What needs to be done =>
Please transcribe the passage of the article on Moretown's new town offices from "On Wednesday, June" up to and including "new town offices.".

* Start Text to read *

On Wednesday, June 5, the Moretown Town Office Committee hosted a public forum to gather input before applying for a Vermont Community Development Block Grant (CDBG) that could cover a substantial part of construction costs for new town offices.

Waterbury and Waitsfield recently received the same grant to move their town offices out of the floodplain. Both towns had their town offices damaged during Tropical Storm Irene. Moretown’s town offices were destroyed due to flooding from Tropical Storm Irene and the CDBG provides funding for towns to rebuild out of the floodplain. “It fits exactly for this particular project,” committee chair Clark Amadon said.

With the grant application due June 14, the committee expects to know whether or not the town will receive funding sometime in July or August. “If the grant isn’t approved, we feel like we are approaching a reasonable solution for the town that we would still bring to a bond vote [this fall],” Amadon said, although the grant “would certainly make it more palatable.”

As of last week, the committee expected to apply for an $800,000 grant to offset the cost of the new town offices, which come in at an estimated $865,286 (including construction costs, design fees, legal fees, etc.). Henry Erickson of Erickson Consulting drew up this estimate for rebuilding on a site adjacent to the Moretown Elementary School playground, which the committee selected for its final recommendation to the Moretown Select Board.

At the forum, the committee outlined its all-inclusive site search as well as the pros and cons of the other two final sites it considered (the site of the old town offices and a site adjacent to the town tennis courts) to explain why it ultimately selected the playground site as the best option.

According to town zoning laws, the old town office was listed as a nonconforming structure, meaning that if it were rebuilt its size could not increase by more than 25 percent. The structure would also have to be raised 7.5 feet to escape the floodplain, whereas a structure on the playground site would—with some raise—sit one foot above the 500-year floodplain and three feet above the Irene floodplain.

* End Text to read *
* Start Data section *

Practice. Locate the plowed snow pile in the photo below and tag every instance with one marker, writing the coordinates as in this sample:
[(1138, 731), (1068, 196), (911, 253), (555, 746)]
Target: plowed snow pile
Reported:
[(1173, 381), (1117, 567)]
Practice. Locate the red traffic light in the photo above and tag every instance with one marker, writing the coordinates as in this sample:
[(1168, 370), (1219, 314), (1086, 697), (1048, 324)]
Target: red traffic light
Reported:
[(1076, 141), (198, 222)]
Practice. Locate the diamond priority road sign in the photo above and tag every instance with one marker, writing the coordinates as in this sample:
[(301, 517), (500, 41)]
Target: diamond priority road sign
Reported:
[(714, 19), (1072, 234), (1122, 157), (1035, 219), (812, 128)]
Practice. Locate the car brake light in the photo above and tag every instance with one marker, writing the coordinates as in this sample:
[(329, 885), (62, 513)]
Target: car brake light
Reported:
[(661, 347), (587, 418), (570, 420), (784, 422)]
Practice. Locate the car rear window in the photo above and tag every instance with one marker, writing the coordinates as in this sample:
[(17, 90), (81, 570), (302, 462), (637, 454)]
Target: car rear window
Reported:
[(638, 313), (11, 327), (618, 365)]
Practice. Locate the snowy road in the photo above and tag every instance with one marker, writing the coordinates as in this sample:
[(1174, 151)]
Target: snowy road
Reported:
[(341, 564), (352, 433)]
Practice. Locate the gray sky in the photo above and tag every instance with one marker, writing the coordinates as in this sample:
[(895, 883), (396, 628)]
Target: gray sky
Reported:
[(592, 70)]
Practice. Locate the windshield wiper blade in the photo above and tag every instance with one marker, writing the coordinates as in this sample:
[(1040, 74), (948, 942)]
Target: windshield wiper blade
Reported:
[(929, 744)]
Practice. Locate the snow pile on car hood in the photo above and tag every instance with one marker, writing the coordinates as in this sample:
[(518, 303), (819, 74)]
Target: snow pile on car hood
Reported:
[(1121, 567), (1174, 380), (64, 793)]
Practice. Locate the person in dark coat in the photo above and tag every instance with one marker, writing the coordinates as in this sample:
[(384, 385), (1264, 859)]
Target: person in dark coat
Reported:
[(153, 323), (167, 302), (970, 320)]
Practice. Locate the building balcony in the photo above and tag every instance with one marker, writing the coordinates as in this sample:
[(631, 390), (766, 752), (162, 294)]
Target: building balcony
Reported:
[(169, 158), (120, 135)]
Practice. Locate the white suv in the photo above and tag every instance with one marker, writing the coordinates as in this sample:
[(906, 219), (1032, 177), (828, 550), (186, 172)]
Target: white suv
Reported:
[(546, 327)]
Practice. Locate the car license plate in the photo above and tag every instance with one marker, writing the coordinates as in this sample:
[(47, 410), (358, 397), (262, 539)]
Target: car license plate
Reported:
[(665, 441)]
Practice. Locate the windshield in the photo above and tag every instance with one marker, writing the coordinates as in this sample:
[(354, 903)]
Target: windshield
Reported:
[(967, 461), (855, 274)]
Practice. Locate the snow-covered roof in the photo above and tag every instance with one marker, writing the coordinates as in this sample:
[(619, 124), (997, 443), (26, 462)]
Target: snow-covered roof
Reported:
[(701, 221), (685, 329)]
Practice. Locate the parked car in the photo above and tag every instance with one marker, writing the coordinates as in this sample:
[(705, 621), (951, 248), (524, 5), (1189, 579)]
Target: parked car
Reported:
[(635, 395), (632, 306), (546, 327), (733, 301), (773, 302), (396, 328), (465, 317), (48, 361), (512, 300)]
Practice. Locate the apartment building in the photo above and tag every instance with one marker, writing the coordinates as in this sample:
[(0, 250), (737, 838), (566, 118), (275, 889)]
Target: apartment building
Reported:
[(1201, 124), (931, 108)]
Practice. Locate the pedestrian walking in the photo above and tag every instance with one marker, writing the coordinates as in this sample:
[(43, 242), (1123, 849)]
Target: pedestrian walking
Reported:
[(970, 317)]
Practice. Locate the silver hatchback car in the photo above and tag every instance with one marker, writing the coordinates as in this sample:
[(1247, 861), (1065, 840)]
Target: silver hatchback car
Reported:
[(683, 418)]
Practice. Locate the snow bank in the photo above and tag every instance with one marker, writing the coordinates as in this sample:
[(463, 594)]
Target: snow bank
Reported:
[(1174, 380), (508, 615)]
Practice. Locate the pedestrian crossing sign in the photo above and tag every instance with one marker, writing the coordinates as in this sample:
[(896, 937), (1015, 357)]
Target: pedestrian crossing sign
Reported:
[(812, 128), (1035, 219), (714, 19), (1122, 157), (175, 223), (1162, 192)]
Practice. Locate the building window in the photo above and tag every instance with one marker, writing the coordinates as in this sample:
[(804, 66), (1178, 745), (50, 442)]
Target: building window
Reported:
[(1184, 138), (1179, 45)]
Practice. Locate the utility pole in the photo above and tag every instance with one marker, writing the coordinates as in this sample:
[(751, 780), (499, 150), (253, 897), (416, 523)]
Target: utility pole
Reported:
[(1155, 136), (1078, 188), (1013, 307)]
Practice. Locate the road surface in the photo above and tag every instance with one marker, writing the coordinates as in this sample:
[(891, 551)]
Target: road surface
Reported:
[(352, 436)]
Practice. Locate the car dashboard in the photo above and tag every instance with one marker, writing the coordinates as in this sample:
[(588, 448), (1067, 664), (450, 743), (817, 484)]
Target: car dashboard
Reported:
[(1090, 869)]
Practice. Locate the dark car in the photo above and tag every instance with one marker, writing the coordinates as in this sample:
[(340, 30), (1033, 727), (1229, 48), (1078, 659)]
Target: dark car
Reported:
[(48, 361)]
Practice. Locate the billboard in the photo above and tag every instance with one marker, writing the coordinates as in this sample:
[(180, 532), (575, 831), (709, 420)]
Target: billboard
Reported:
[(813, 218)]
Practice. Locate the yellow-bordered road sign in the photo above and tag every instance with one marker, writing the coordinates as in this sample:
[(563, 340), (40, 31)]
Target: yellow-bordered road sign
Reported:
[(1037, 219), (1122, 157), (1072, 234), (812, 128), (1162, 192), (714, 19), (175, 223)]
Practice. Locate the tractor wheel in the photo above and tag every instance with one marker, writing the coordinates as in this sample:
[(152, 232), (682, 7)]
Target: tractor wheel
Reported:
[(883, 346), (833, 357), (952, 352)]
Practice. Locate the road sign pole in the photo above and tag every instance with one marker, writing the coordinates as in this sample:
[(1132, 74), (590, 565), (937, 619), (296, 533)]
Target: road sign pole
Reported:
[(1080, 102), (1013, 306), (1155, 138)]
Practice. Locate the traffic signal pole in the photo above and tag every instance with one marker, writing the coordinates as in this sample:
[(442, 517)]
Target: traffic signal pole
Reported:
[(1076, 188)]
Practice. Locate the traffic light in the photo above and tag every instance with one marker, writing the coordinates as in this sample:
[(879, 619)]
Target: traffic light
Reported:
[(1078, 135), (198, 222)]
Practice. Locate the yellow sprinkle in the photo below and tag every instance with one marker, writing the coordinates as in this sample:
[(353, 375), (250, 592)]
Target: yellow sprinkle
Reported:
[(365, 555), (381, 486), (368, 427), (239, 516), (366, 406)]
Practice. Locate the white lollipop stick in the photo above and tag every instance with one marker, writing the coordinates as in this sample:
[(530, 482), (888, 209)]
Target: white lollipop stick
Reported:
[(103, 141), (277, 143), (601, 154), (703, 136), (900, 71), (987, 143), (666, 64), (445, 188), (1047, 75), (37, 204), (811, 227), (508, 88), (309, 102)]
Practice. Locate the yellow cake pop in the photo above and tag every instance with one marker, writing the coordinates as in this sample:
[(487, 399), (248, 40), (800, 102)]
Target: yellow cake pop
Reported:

* End Data section *

Task result =>
On Wednesday, June 5, the Moretown Town Office Committee hosted a public forum to gather input before applying for a Vermont Community Development Block Grant (CDBG) that could cover a substantial part of construction costs for new town offices.